# Technique to Minimize the Power Consumption in Microprocessors

# Dr.Alhamali Masoud Alfrgani .Ali

Department of Computer Sciences & Information Technology, Technology College of Civil Aviation & Meterology, aspaia, Libya.

# Abstract

Microprocessors are the main part of the computer system. It is very important to reduce the consumption of microprocessors. Power consumption is a major factor that limits the performance of computers. It is based on the survey that reduces the total power consumed by a microprocessor system over time. These techniques are applied at various levels ranging from circuits to architectures, architectures to system software, and system software to applications. They also include high approaches that will become more important over the next decade. We conclude that power management is a multifaceted discipline that is continually expanding with new techniques being developed at every level. These techniques may eventually allow computers to break through the "power wall" and achieve unprecedented levels of performance, versatility, and reliability.

Date of Submission: 12-03-2020

Date of Acceptance: 27-03-2020

#### -----

#### I. Introduction

Computer engineers have always tried to improve the performance of computers. But although today's computers are much faster and far more versatile than their predecessors, they also consume a lot of power, so much power, in fact, that their power densities and concomitant heat generation are rapidly approaching levels comparable to nuclear reactors. These high power densities impair chip reliability and life expectancy, increase cooling costs, and, for large data centers, even raise environmental concerns.

**Data lines:**
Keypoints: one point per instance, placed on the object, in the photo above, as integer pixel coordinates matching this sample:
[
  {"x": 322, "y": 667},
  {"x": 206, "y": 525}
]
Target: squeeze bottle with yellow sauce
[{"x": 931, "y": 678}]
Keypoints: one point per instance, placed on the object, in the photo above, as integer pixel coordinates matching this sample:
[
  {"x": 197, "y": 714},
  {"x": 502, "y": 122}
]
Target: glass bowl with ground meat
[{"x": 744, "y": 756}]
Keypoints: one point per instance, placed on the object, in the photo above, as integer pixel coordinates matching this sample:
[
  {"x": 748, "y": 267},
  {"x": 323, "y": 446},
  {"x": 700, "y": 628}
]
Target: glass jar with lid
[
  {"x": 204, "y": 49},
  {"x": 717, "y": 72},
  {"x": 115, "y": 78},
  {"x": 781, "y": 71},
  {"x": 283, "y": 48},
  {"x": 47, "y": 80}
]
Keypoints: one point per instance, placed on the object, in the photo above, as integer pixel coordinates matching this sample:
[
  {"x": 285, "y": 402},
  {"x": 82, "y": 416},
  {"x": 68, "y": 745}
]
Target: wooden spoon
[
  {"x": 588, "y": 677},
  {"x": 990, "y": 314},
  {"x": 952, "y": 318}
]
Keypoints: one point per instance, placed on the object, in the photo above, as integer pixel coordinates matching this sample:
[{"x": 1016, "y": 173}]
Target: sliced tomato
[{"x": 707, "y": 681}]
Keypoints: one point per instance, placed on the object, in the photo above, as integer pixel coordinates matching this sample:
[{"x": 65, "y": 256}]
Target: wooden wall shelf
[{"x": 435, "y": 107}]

**Problem to solve:** Retype the passage of the microprocessor power article from "Date of Submission: 12-03-2020" to "raise environmental concerns." word for word.

**Exercise result:**
Date of Submission: 12-03-2020

Date of Acceptance: 27-03-2020

#### -----

#### I. Introduction

Computer engineers have always tried to improve the performance of computers. But although today's computers are much faster and far more versatile than their predecessors, they also consume a lot of power, so much power, in fact, that their power densities and concomitant heat generation are rapidly approaching levels comparable to nuclear reactors. These high power densities impair chip reliability and life expectancy, increase cooling costs, and, for large data centers, even raise environmental concerns.